SHORT PROBLEM:
Which lines of the records contain the word "parked"? Pick out each of them and copy it.

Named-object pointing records
--
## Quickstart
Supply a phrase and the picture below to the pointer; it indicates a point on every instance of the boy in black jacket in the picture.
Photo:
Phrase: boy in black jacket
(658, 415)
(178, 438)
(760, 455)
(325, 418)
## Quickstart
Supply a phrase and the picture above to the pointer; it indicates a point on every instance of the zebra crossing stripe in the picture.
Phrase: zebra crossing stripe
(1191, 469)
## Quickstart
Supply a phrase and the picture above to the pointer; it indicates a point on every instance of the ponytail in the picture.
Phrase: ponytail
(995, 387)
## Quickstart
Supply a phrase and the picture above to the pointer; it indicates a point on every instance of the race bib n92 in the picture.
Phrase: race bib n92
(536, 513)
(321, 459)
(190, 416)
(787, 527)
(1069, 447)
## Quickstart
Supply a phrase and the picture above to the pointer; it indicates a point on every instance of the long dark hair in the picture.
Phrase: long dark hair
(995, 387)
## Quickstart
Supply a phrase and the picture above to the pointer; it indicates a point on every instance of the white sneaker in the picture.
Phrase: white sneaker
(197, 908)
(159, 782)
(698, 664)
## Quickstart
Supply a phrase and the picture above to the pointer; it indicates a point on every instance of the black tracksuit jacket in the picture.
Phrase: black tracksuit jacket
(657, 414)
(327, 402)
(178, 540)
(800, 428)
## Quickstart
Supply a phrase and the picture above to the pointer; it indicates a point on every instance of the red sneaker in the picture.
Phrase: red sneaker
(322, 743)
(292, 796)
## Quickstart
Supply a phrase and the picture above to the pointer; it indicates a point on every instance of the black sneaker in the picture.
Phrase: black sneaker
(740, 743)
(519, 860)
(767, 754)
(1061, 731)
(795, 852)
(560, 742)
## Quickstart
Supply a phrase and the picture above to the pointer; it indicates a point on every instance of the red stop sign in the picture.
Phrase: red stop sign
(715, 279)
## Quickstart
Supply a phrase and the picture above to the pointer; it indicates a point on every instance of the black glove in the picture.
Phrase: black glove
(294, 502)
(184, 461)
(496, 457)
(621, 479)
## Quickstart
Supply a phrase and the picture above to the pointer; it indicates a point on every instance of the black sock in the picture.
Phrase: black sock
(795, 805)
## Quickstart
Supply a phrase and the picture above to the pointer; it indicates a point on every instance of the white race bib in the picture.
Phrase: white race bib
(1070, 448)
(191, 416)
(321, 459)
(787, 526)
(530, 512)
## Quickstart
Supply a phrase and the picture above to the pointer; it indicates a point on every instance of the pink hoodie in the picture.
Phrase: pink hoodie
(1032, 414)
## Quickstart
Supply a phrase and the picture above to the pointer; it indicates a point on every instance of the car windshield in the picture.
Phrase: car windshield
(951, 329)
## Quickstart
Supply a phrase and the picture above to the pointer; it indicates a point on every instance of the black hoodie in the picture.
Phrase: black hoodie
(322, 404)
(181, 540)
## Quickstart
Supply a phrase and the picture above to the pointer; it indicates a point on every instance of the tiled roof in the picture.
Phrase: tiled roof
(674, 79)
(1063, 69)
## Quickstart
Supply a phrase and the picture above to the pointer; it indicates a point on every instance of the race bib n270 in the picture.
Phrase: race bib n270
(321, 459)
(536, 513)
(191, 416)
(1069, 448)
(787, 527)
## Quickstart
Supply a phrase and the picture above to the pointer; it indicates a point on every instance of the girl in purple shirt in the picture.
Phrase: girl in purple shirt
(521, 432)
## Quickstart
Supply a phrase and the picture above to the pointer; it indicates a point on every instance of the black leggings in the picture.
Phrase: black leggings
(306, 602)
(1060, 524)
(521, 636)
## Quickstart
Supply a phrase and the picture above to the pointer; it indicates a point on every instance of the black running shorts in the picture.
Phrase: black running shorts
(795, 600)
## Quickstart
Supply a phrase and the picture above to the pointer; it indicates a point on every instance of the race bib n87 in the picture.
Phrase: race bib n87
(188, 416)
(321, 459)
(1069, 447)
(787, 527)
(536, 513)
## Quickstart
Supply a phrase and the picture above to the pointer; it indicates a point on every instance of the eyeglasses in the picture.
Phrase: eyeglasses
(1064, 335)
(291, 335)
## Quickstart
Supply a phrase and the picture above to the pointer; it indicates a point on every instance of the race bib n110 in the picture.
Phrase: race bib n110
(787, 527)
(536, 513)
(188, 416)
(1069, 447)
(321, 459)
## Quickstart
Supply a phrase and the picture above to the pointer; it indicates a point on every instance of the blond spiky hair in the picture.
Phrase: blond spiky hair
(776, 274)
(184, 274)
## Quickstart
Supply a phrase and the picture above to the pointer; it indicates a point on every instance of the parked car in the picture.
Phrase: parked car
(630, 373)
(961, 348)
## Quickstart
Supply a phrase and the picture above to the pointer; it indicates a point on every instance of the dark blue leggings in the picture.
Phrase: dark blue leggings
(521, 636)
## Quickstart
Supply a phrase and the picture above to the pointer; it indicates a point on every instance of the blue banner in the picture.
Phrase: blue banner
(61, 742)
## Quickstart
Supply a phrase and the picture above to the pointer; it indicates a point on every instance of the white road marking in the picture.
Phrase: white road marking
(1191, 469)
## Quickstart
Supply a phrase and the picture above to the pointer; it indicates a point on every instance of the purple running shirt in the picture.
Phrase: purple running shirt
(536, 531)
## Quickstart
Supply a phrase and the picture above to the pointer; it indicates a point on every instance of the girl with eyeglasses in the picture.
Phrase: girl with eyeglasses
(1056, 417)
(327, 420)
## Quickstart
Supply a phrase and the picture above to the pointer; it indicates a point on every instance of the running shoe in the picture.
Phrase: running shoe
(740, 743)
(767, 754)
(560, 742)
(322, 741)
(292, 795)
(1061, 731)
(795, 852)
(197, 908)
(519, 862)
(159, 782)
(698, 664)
--
SOLUTION BELOW:
Supply a phrase and the picture above to the pointer; it indicates a point on every instance of the parked car in the picture.
Phrase: parked car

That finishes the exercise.